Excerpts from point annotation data
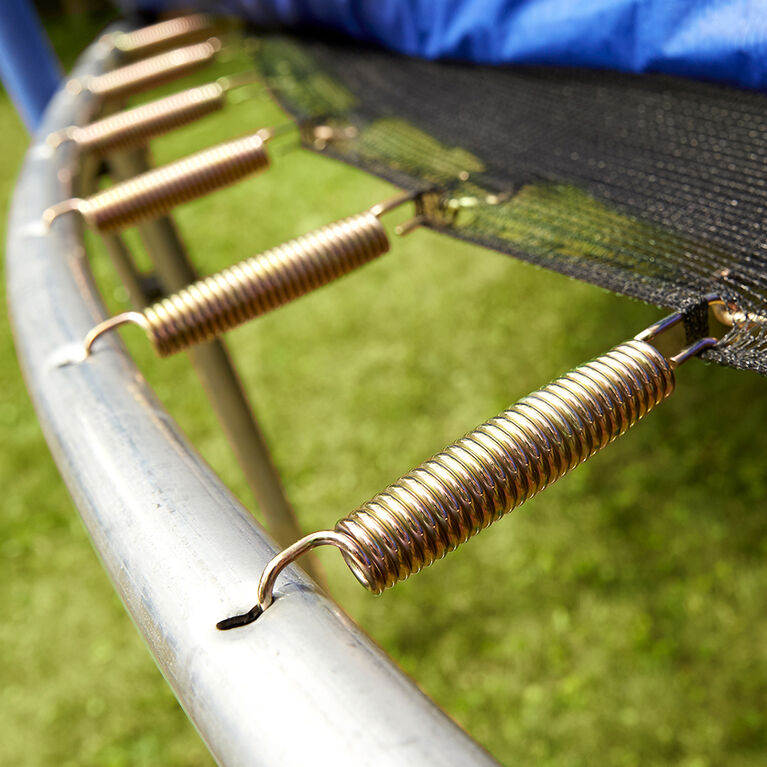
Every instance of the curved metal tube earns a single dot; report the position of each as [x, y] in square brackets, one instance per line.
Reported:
[303, 685]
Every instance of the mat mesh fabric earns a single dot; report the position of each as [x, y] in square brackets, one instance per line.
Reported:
[650, 186]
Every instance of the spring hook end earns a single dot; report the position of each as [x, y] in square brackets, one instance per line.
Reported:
[277, 564]
[126, 318]
[73, 205]
[240, 620]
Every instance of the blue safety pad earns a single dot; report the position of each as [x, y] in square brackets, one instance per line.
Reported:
[723, 40]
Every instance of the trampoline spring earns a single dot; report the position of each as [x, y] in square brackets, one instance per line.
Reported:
[155, 38]
[149, 73]
[495, 468]
[154, 193]
[135, 127]
[260, 284]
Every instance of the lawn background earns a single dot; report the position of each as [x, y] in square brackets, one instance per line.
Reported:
[618, 619]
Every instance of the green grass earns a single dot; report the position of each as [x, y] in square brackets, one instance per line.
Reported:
[617, 619]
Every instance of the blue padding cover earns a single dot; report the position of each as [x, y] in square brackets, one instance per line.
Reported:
[723, 40]
[28, 66]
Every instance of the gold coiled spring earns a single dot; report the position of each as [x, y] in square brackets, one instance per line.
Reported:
[263, 283]
[135, 127]
[258, 285]
[152, 194]
[154, 71]
[495, 468]
[163, 35]
[501, 464]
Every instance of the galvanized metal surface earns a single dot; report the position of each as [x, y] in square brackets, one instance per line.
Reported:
[301, 685]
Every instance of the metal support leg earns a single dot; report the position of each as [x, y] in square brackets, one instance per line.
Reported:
[217, 374]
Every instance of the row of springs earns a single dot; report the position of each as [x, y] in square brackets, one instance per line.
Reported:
[456, 493]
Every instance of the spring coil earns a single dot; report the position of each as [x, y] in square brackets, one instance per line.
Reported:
[155, 192]
[265, 282]
[135, 127]
[501, 464]
[166, 34]
[154, 71]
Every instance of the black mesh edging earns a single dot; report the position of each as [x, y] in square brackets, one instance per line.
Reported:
[650, 186]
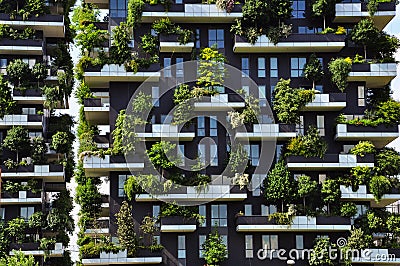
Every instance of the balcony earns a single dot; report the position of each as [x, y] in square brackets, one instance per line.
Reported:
[374, 75]
[380, 135]
[268, 132]
[21, 47]
[376, 256]
[121, 258]
[96, 166]
[354, 12]
[21, 197]
[170, 44]
[327, 102]
[100, 227]
[29, 96]
[295, 43]
[33, 249]
[300, 224]
[190, 194]
[28, 121]
[192, 13]
[178, 224]
[49, 173]
[167, 131]
[97, 110]
[329, 162]
[363, 194]
[51, 25]
[220, 102]
[100, 77]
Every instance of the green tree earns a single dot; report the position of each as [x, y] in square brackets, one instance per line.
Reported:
[6, 102]
[287, 101]
[364, 33]
[330, 192]
[313, 70]
[340, 69]
[279, 185]
[214, 249]
[306, 187]
[17, 140]
[126, 229]
[18, 73]
[19, 259]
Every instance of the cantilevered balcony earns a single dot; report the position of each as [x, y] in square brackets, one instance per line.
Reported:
[171, 44]
[192, 13]
[96, 166]
[327, 102]
[375, 75]
[220, 102]
[97, 110]
[49, 173]
[375, 256]
[329, 162]
[295, 43]
[28, 121]
[167, 131]
[100, 77]
[51, 25]
[21, 197]
[380, 135]
[100, 227]
[268, 132]
[143, 257]
[29, 96]
[190, 194]
[354, 12]
[178, 224]
[21, 47]
[56, 250]
[299, 224]
[363, 194]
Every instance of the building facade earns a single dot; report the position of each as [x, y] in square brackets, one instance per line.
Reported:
[241, 216]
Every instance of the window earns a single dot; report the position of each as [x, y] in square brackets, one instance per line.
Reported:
[296, 66]
[273, 68]
[245, 67]
[299, 242]
[26, 212]
[321, 124]
[248, 211]
[213, 154]
[121, 182]
[179, 67]
[299, 8]
[361, 95]
[203, 213]
[300, 126]
[216, 37]
[261, 67]
[181, 154]
[253, 151]
[270, 242]
[213, 126]
[198, 41]
[182, 249]
[201, 127]
[219, 215]
[202, 239]
[155, 96]
[167, 67]
[248, 246]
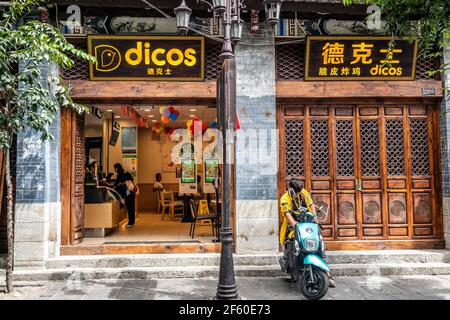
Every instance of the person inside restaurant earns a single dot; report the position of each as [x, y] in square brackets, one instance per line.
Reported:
[121, 187]
[158, 186]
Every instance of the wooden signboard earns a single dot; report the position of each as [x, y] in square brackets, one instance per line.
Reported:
[148, 58]
[343, 58]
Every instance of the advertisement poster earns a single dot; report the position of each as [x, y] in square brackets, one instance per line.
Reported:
[188, 171]
[129, 140]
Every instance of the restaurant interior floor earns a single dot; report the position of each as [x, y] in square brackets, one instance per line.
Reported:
[149, 228]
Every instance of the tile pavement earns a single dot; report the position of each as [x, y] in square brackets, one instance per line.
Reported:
[348, 288]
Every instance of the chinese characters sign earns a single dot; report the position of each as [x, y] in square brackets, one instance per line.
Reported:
[148, 58]
[359, 58]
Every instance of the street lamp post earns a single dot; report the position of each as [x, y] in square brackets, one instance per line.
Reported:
[230, 12]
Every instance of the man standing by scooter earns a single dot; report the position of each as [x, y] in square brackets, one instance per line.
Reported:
[290, 204]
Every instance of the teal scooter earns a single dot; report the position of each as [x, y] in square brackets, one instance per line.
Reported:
[304, 256]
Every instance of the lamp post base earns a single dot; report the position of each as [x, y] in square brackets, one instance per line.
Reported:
[225, 292]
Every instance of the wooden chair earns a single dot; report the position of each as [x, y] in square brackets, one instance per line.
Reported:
[168, 201]
[196, 217]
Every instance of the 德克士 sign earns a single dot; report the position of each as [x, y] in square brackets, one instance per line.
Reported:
[148, 58]
[343, 58]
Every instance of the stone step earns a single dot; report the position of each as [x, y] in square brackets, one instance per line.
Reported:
[338, 270]
[212, 259]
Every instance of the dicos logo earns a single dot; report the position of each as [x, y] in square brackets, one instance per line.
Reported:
[108, 58]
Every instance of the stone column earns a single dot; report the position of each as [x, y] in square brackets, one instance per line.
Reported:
[38, 206]
[256, 144]
[444, 124]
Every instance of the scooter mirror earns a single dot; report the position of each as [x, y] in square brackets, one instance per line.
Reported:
[291, 192]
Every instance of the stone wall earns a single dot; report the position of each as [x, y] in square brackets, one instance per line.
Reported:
[444, 119]
[256, 144]
[38, 207]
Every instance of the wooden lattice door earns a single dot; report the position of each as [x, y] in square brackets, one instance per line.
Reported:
[72, 176]
[370, 168]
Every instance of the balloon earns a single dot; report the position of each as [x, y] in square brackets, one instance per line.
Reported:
[161, 109]
[165, 119]
[173, 117]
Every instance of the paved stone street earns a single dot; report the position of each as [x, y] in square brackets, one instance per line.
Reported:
[348, 288]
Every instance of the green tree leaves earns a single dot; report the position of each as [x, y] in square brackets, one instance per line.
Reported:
[27, 100]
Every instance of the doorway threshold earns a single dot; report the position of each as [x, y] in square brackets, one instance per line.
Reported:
[158, 247]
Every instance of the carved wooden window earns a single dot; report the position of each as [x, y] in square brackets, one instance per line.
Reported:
[395, 150]
[293, 137]
[319, 148]
[420, 162]
[370, 149]
[344, 147]
[289, 61]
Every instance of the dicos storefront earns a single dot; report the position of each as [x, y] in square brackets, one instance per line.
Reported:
[369, 149]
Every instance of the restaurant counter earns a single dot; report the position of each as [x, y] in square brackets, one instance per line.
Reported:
[103, 211]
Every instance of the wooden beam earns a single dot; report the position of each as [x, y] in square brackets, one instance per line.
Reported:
[357, 89]
[120, 91]
[124, 91]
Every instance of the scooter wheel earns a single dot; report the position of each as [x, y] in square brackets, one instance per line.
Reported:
[314, 290]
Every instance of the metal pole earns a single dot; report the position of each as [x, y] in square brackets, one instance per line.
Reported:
[226, 288]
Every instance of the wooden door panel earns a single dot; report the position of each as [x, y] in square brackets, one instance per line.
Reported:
[346, 205]
[323, 201]
[397, 208]
[77, 179]
[369, 166]
[422, 208]
[372, 208]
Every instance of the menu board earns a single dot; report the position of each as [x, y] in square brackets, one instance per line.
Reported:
[211, 170]
[188, 171]
[129, 140]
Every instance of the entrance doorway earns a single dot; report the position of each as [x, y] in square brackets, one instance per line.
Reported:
[373, 169]
[142, 142]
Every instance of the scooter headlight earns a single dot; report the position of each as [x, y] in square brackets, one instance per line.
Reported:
[310, 245]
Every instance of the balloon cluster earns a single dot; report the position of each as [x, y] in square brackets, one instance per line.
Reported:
[157, 128]
[214, 124]
[168, 114]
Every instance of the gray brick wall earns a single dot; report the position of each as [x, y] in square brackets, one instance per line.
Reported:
[256, 143]
[37, 175]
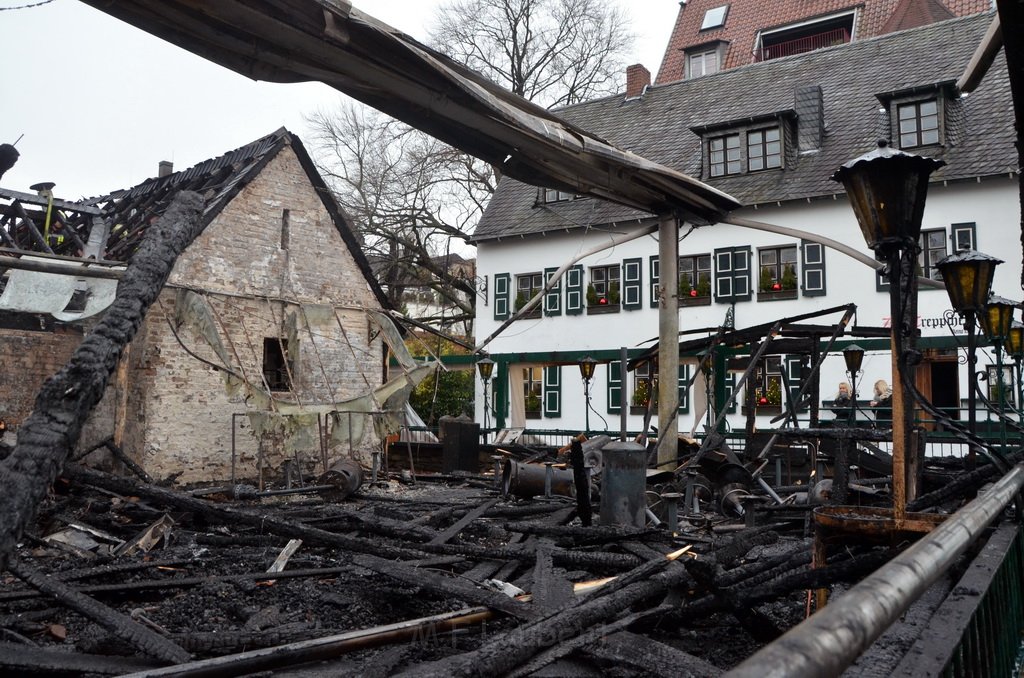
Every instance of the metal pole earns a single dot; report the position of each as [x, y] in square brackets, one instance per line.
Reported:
[624, 356]
[972, 363]
[668, 337]
[827, 642]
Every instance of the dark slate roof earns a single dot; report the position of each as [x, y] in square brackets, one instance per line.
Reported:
[854, 78]
[219, 180]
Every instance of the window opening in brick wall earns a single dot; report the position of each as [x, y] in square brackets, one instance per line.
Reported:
[275, 365]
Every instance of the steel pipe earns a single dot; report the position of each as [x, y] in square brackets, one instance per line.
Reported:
[828, 642]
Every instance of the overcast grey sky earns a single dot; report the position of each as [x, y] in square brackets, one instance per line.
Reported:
[100, 102]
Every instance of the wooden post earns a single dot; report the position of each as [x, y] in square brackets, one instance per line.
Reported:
[668, 337]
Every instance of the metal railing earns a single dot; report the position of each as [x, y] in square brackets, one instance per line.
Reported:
[801, 45]
[828, 641]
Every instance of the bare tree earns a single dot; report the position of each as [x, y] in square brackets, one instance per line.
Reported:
[412, 196]
[553, 52]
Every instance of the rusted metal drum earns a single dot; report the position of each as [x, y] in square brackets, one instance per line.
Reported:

## Task description
Please put the lines of the rows above, from the line containing "Every instance of the metal railing" through the last line of the rows, inclusive, into a JSON list of strings with one string per line and blank lines omitted.

## Finished exercise
[
  "Every instance of the metal railing earns a single dot; report the position of each as [x, y] in square brackets, one instance per line.",
  "Reported:",
  "[801, 45]",
  "[828, 641]",
  "Every instance of the bare tree earns a single dot; report the position of each as [x, y] in square brackets, one instance per line.",
  "Reported:",
  "[412, 196]",
  "[553, 52]",
  "Every instance of the rusted metal drum earns a single dot; report the position of each as [x, y] in square brackets, one instance per line.",
  "Reported:"
]